• _提供文本_:
════════════════

耶誕節在台灣並不是大節日,耶誕氣氛除了在教堂、百貨賣場和餐廳外也不是那麼濃郁,但耶誕節一直是我最喜愛的節日之一。這些年因為北極熊拔拔的關係,在挪威過耶誕節更讓我體會到耶誕節是可以過得這麼認真,所有的日常用品,從吃的到用的,衛生紙、柳澄汁和啤酒等,外頭包裝也都會變成耶誕節限量包裝... 

2012 聖誕節在挪威 - 什麼都很聖誕篇

在有了小孩之後,也看到小孩從小就參與很多耶誕節的準備活動,整個耶誕的氣氛從12月初就開始蘊釀,每天打開耶誕月曆帶來的驚喜,在學校一起作耶誕吊飾,寫信給耶誕老公公,不但有實際的地址可以寄,還真的會收到來自耶誕老公公的回覆。

════════════════

• _提供資料_:
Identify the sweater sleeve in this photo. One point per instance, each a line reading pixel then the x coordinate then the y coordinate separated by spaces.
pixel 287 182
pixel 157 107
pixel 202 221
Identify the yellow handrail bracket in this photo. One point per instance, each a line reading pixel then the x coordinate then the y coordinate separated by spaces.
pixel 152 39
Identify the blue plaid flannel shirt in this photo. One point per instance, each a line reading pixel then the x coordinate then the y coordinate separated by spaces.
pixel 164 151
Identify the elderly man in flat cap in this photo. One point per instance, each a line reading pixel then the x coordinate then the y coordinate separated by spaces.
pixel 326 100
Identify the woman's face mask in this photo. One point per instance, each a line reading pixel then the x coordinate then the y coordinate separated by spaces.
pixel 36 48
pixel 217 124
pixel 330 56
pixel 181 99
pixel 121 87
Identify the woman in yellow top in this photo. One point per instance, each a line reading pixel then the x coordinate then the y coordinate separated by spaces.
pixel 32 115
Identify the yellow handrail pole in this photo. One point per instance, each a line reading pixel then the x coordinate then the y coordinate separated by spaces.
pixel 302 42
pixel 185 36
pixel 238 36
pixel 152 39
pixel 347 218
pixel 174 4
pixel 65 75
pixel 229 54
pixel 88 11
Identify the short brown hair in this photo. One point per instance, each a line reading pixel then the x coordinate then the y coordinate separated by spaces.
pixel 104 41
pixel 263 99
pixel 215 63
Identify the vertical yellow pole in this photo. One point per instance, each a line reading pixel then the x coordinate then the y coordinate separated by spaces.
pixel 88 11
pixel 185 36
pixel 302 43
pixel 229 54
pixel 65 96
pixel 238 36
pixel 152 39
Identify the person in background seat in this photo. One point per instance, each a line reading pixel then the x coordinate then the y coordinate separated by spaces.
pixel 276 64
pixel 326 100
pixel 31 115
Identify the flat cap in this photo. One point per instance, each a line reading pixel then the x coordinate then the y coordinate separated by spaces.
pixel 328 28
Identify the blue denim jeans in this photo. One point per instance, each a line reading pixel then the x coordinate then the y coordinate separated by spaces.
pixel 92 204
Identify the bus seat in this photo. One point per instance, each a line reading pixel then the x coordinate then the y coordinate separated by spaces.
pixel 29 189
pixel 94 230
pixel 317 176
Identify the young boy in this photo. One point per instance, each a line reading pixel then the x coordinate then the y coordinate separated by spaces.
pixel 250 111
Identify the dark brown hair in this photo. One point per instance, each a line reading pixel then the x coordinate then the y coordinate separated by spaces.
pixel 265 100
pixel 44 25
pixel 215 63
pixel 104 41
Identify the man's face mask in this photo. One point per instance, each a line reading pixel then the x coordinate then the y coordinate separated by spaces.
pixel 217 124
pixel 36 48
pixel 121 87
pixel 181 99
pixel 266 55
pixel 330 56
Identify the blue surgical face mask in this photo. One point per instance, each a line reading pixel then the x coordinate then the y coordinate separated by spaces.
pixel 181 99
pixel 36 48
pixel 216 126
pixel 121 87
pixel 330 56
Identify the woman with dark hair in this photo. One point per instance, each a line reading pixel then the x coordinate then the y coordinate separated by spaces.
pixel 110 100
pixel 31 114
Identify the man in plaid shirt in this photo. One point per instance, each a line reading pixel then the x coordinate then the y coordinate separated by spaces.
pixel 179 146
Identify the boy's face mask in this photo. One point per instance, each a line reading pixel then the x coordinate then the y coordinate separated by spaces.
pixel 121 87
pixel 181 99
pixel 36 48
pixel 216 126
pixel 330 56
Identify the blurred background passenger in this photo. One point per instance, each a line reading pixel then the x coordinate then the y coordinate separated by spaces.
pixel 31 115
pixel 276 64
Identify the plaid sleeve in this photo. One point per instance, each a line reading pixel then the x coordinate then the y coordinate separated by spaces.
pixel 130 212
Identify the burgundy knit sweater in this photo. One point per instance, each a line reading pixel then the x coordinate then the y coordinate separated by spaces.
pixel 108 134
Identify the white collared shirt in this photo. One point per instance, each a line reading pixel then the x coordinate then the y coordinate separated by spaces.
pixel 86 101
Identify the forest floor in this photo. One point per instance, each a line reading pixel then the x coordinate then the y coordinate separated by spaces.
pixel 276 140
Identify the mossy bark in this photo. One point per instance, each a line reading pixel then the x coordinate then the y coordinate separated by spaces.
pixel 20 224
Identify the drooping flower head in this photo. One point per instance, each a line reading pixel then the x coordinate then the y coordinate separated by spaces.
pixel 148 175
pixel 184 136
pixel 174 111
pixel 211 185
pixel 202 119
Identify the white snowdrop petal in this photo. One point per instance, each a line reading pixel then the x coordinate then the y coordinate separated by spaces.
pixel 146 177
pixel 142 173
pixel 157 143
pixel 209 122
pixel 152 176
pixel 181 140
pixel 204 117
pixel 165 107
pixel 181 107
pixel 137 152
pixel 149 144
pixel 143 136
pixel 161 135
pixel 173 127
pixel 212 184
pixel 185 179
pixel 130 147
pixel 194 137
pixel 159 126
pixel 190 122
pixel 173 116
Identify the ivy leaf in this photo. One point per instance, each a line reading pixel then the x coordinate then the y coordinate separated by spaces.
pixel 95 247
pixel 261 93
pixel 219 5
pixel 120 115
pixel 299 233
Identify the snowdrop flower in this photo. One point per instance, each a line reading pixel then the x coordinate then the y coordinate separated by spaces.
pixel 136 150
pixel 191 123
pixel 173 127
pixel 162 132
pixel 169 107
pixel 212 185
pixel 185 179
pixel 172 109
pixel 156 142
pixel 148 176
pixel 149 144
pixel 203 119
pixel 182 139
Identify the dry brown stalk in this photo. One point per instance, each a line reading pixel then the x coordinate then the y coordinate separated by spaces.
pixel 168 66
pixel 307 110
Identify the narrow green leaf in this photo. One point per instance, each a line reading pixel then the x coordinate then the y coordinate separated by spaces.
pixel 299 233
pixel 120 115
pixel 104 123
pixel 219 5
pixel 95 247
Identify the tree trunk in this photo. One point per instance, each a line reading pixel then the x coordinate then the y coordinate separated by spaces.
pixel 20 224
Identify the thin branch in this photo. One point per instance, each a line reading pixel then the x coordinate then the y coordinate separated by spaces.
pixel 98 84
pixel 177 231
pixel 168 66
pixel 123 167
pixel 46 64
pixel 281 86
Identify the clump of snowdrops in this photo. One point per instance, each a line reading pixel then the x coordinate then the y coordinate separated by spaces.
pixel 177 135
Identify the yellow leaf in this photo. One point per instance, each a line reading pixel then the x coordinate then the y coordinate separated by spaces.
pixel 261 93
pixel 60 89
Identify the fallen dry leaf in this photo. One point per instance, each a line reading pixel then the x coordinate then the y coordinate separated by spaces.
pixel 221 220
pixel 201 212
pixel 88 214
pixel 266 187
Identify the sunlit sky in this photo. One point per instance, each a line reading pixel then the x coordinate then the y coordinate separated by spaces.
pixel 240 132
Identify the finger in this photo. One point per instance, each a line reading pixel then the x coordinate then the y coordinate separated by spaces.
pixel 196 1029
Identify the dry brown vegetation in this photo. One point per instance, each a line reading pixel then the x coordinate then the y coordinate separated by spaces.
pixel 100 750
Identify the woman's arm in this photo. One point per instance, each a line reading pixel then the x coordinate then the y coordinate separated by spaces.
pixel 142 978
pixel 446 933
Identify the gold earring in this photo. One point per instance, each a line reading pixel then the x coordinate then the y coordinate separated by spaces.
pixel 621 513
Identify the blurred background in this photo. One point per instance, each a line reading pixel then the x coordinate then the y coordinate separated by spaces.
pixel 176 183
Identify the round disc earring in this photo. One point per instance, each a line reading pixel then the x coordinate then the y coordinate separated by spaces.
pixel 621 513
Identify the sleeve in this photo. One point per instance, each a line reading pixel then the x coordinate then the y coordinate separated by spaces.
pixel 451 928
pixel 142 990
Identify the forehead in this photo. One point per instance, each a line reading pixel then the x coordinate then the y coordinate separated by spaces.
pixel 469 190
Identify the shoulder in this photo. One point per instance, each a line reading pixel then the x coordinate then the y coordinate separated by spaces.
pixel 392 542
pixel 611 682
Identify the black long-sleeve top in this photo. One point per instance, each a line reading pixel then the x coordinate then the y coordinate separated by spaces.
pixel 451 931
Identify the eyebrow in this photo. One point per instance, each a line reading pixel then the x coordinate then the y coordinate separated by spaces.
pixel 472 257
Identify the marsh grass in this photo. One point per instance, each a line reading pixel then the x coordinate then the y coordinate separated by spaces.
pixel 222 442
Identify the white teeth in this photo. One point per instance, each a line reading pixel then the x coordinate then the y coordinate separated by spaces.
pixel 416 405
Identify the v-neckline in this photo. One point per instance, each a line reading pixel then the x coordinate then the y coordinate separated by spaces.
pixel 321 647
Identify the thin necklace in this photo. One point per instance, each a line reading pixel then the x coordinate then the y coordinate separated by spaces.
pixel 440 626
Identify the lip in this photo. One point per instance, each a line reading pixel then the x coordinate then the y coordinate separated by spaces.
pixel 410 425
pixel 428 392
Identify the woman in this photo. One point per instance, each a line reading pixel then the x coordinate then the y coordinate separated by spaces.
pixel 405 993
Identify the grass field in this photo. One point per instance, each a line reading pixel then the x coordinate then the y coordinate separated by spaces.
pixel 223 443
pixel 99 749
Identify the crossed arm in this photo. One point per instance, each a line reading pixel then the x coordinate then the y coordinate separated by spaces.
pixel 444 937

════════════════

• _題目 1_: 在關於挪威耶誕節的文本中,耶誕氣氛從何時開始醞釀?
• _題目 2_: 請接續關於挪威耶誕節的文本,從最後一句之後往下寫。

• _最終結果 1_: 從12月初就開始醞釀。

• _最終結果 2_:
挪威人有多愛耶誕節呢? 答案是"灰常愛"...

孩子長大的過程會認識耶誕老公公,
每年12月份時,我就常會跟小熊寶貝說要乖乖,耶誕老人才會準備禮物給妳。小小的小孩會百分之百相信只要這個月乖乖的,那個白鬍子的爺爺就會送禮物給我,但是小孩越來越大,也越來越精明,會發現那個耶誕老人其實是大人假扮的,而禮物也是爸媽媽偷偷準備的,沒有耶誕老人,天啊,這是多麼嚴重的失落!

對於北極熊拔拔來說,和小孩間的互信是很重要的,所以他一直思考要如何介紹耶誕老公公給小熊寶貝和小熊王子,然後當他們長大開始質疑耶誕老公公的真假時,不想騙他們的處理方式。以下是他的想法。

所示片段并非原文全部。